> Written instruction
Starting at the line that contains "picture on wall" and running through the end of the data, rewrite each line as a row of a Markdown table with the columns Number and Entry. Skip blank lines.

> Data shown

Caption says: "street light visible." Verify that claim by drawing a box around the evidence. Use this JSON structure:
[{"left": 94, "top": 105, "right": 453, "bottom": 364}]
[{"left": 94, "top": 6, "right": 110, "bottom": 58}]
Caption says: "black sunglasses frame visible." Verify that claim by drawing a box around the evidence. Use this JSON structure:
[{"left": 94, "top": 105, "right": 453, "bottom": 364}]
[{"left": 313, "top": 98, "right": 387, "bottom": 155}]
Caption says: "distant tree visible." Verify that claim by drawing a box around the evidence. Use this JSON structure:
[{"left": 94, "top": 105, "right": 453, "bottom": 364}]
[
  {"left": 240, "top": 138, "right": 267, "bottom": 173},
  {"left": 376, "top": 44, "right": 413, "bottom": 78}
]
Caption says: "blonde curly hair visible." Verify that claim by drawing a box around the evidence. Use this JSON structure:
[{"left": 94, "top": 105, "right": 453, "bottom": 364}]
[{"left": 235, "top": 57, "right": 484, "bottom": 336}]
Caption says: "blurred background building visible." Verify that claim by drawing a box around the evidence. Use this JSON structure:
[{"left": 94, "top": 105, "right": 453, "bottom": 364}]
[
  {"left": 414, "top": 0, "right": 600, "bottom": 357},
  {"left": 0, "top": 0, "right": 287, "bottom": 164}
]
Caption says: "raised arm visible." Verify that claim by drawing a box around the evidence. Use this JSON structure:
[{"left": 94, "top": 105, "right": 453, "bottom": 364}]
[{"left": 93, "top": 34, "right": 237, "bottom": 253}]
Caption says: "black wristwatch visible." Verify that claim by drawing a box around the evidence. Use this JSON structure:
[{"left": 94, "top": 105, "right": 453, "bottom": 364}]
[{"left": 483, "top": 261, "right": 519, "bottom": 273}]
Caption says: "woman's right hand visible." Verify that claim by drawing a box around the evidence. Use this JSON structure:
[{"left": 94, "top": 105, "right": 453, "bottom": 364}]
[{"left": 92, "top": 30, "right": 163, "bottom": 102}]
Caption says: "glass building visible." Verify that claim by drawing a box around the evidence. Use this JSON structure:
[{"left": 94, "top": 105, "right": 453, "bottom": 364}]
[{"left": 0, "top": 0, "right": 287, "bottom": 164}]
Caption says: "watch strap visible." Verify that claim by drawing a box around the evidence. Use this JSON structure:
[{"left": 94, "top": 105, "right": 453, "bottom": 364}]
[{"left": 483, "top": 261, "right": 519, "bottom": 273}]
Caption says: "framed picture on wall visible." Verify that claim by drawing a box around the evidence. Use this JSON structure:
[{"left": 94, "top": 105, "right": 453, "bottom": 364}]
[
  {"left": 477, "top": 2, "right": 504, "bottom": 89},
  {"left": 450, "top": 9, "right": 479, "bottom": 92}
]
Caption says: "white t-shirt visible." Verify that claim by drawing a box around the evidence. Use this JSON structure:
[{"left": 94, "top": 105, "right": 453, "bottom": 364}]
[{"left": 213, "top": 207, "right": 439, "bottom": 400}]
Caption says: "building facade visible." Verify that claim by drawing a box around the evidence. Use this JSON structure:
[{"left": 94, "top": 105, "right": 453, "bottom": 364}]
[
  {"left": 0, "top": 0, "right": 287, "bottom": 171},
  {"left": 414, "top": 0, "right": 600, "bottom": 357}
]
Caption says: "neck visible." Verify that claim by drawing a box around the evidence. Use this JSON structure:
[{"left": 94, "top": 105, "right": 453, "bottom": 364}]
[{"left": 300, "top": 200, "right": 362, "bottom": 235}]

> Problem solution
| Number | Entry |
|---|---|
| 1 | Caption says: "framed picture on wall visible." Verify that claim by drawing a box around the evidence. Use this JSON structure: |
| 2 | [{"left": 94, "top": 105, "right": 453, "bottom": 364}] |
| 3 | [ |
| 4 |   {"left": 477, "top": 2, "right": 504, "bottom": 89}, |
| 5 |   {"left": 450, "top": 9, "right": 479, "bottom": 92} |
| 6 | ] |
| 7 | Caption says: "white t-shirt visible." Verify that claim by drawing a box around the evidence. Use this JSON structure: |
| 8 | [{"left": 94, "top": 105, "right": 453, "bottom": 364}] |
| 9 | [{"left": 213, "top": 207, "right": 439, "bottom": 400}] |
| 10 | Caption says: "building facade visible." Verify that claim by drawing a box around the evidence. Use this JSON structure: |
| 11 | [{"left": 94, "top": 105, "right": 453, "bottom": 364}] |
| 12 | [ |
| 13 |   {"left": 0, "top": 0, "right": 287, "bottom": 171}, |
| 14 |   {"left": 414, "top": 0, "right": 600, "bottom": 357} |
| 15 | ] |
| 16 | Caption says: "neck visible." Verify that claim by drawing a box around the evidence. Use this JSON structure: |
| 17 | [{"left": 94, "top": 105, "right": 453, "bottom": 364}] |
| 18 | [{"left": 300, "top": 200, "right": 362, "bottom": 235}] |